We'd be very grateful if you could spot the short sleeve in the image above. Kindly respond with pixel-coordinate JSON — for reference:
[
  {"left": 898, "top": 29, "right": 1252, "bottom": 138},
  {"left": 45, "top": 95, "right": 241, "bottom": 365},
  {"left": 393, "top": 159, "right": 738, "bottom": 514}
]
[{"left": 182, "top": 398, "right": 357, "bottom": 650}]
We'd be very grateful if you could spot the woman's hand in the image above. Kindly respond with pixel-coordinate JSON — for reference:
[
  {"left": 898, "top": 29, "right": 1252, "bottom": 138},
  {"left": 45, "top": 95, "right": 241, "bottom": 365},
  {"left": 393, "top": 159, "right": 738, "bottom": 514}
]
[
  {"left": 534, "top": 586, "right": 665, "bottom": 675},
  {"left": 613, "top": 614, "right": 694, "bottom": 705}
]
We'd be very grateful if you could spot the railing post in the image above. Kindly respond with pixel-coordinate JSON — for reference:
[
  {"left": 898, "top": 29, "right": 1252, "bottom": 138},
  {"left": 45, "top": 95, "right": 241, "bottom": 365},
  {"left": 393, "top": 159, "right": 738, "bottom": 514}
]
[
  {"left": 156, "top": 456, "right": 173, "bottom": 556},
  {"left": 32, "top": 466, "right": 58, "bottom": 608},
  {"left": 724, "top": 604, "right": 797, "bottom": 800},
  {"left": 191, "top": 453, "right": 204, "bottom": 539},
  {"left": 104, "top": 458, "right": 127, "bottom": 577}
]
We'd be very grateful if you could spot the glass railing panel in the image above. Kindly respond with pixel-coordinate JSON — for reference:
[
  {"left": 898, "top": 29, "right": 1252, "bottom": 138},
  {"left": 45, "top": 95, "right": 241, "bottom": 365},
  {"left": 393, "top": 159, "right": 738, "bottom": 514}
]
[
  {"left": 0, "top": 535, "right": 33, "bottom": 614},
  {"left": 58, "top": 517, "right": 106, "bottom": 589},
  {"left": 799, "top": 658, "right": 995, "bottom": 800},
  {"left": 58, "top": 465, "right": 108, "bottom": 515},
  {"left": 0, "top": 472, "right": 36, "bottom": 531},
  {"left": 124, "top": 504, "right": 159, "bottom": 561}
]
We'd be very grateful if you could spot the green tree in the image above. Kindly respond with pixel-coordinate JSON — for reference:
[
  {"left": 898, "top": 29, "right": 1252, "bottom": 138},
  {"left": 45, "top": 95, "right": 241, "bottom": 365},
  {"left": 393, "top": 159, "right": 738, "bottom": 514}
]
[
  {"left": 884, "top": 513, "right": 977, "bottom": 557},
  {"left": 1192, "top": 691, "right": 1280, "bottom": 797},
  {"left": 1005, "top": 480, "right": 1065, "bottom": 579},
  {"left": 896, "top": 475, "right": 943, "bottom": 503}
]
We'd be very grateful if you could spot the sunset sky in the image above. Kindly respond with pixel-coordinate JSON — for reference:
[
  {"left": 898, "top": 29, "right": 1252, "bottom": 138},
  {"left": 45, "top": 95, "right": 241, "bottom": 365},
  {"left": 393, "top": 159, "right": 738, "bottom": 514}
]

**EXERCISE INSTRUCTIONS**
Show every line of the items above that contains the string "railing", copying each such line in full. Uppercase and lowercase letters count as different.

**COMPLETE ANSWER**
We'd be very grateful if you could spot the railing post in the image above. Kindly respond with pixel-coordinate JSON — for reference:
We'd be very grateful if you could spot the glass railing panel in the image above. Kindly respond with pixel-coordinate JSON — for reference:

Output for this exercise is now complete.